- [Activity] Please copy all of the records exactly, leaving nothing out.

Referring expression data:
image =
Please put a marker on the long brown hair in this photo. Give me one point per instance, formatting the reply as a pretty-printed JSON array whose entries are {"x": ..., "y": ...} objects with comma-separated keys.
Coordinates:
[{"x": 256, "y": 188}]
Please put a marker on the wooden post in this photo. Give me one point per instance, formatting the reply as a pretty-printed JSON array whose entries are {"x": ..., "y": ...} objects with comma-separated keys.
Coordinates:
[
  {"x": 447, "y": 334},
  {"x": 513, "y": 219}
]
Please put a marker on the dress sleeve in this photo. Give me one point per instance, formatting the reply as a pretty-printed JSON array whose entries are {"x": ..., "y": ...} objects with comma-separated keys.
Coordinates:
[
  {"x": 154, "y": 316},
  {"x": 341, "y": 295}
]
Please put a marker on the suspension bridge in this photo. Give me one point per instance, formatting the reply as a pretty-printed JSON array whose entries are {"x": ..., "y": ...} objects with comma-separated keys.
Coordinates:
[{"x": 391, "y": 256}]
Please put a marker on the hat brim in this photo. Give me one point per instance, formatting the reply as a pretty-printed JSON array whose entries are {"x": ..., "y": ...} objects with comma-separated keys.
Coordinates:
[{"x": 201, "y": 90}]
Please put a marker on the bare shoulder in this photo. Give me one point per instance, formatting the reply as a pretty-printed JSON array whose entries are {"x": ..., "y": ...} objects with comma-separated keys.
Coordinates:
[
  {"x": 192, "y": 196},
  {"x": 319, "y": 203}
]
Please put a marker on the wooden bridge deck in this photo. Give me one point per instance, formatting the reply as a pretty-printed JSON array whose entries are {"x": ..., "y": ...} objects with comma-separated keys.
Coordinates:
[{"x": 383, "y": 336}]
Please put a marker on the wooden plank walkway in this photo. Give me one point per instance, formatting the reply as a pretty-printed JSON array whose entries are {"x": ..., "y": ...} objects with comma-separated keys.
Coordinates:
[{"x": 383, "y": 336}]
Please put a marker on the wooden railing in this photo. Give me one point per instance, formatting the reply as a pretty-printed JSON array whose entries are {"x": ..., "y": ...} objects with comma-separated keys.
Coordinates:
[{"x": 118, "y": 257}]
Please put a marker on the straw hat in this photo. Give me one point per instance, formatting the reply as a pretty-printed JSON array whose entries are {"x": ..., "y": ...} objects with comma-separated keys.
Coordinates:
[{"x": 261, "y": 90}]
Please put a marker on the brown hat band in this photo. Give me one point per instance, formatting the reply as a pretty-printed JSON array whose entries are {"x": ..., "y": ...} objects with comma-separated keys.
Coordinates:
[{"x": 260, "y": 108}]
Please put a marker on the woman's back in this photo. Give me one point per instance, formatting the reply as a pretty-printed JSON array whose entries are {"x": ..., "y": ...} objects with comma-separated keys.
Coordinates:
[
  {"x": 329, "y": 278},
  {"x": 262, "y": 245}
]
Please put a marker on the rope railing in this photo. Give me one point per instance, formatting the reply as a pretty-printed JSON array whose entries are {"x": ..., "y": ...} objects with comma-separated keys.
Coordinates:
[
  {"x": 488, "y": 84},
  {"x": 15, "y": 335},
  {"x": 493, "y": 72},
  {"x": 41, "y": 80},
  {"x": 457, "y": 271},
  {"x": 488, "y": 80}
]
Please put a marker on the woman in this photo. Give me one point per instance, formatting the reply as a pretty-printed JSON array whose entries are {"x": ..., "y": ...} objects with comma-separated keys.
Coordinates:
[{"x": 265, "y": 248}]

- [Result for this task]
image =
Please put a marker on the long brown hair in this photo. Give me one point per instance, formatting the reply as a pretty-printed JSON array whose entries are {"x": ..., "y": ...} objects with comma-separated keys.
Coordinates:
[{"x": 256, "y": 188}]
Please put a marker on the wooden post in this photo. Give me one point per instance, formatting the reply as a pretty-printed JSON array whose entries are {"x": ..., "y": ...} objects with comma-separated keys.
Coordinates:
[
  {"x": 447, "y": 334},
  {"x": 513, "y": 219}
]
Please put a marker on the dress sleeve in this photo. Give me one point per instance, formatting the reply as a pretty-printed JSON array whose entries are {"x": ..., "y": ...} objects with comma-separated keys.
Coordinates:
[
  {"x": 154, "y": 316},
  {"x": 341, "y": 295}
]
Please put a marker on the suspension bridge in this photo. Give me one point per instance, formatting the reply as a pretty-printed JSON array whose entries are {"x": ..., "y": ...} objects with comma-separated keys.
Coordinates:
[{"x": 391, "y": 256}]
Please put a marker on the hat brim in this photo. Give me one point per instance, formatting the reply as a pretty-printed JSON array whose entries are {"x": ..., "y": ...} objects with comma-separated keys.
Coordinates:
[{"x": 201, "y": 90}]
Please put a marker on the bare shoulder in this photo. Give me one point per instance, formatting the reply as a pretty-printed JSON array whose entries are {"x": ..., "y": ...} objects with comma-separated keys.
Coordinates:
[
  {"x": 192, "y": 196},
  {"x": 319, "y": 203}
]
Please put a marker on the wooden bridge deck in this photo. Give me one point per instance, formatting the reply as a pretty-printed JSON array whose entries are {"x": ..., "y": ...} objects with comma-separated keys.
Coordinates:
[{"x": 383, "y": 336}]
Please put a marker on the wooden plank walkway in this photo. Give me one point per instance, formatting the reply as a pretty-printed JSON array whose entries are {"x": ..., "y": ...} objects with comma-separated keys.
Coordinates:
[{"x": 383, "y": 336}]
Please put a marker on the wooden railing in this photo. Give me one point per instance, formatting the reply as a pretty-printed JSON array whose entries are {"x": ..., "y": ...} objects with comma-separated keys.
Coordinates:
[{"x": 118, "y": 257}]
Please put a marker on the straw hat in this photo. Give me one point per instance, formatting the reply as a pretty-printed JSON array whose entries are {"x": ..., "y": ...} objects with comma-separated keys.
Coordinates:
[{"x": 261, "y": 90}]
Please put a marker on the brown hat band in this photo. Give me one point per instance, formatting the reply as a pretty-printed JSON array whose entries are {"x": ..., "y": ...} objects with comma-separated keys.
Coordinates:
[{"x": 260, "y": 108}]
Please put a marker on the woman's back in this photo. Give me one point per instance, formatting the reply as a pretty-printed JSON array whose entries are {"x": ..., "y": ...} objects with comma-separated keys.
Coordinates:
[
  {"x": 329, "y": 278},
  {"x": 262, "y": 245}
]
Please put a marker on the rope railing in this photo. Give me one point per instance, formatting the reply as a pretty-printed JSON array whose entries are {"x": ..., "y": ...} objects with comma-separated keys.
Coordinates:
[
  {"x": 488, "y": 84},
  {"x": 15, "y": 335},
  {"x": 493, "y": 72},
  {"x": 41, "y": 80},
  {"x": 457, "y": 271},
  {"x": 488, "y": 80}
]
Please put a marker on the woman in this photo. Give me one point per instance, formatting the reply as a pretty-printed JSON array whose entries are {"x": ..., "y": ...} objects with comma-separated keys.
Coordinates:
[{"x": 265, "y": 248}]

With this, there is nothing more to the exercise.